What you will do: Return the records below line for line, with no changes, and leave the pictures out.
--- Given data ---
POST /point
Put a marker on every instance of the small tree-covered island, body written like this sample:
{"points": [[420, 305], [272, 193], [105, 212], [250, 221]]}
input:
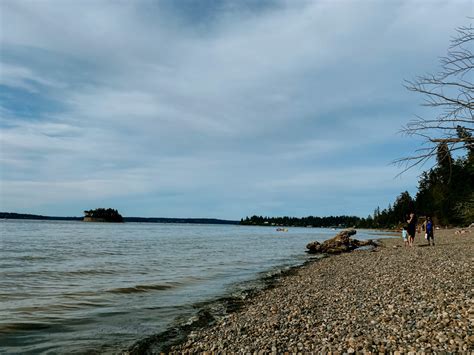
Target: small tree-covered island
{"points": [[103, 215]]}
---
Output for this exercise:
POST /point
Put a marker on every instance of the small tree-covered island, body written like this sample:
{"points": [[420, 305], [272, 193], [105, 212], [250, 221]]}
input:
Target: small tree-covered island
{"points": [[103, 215]]}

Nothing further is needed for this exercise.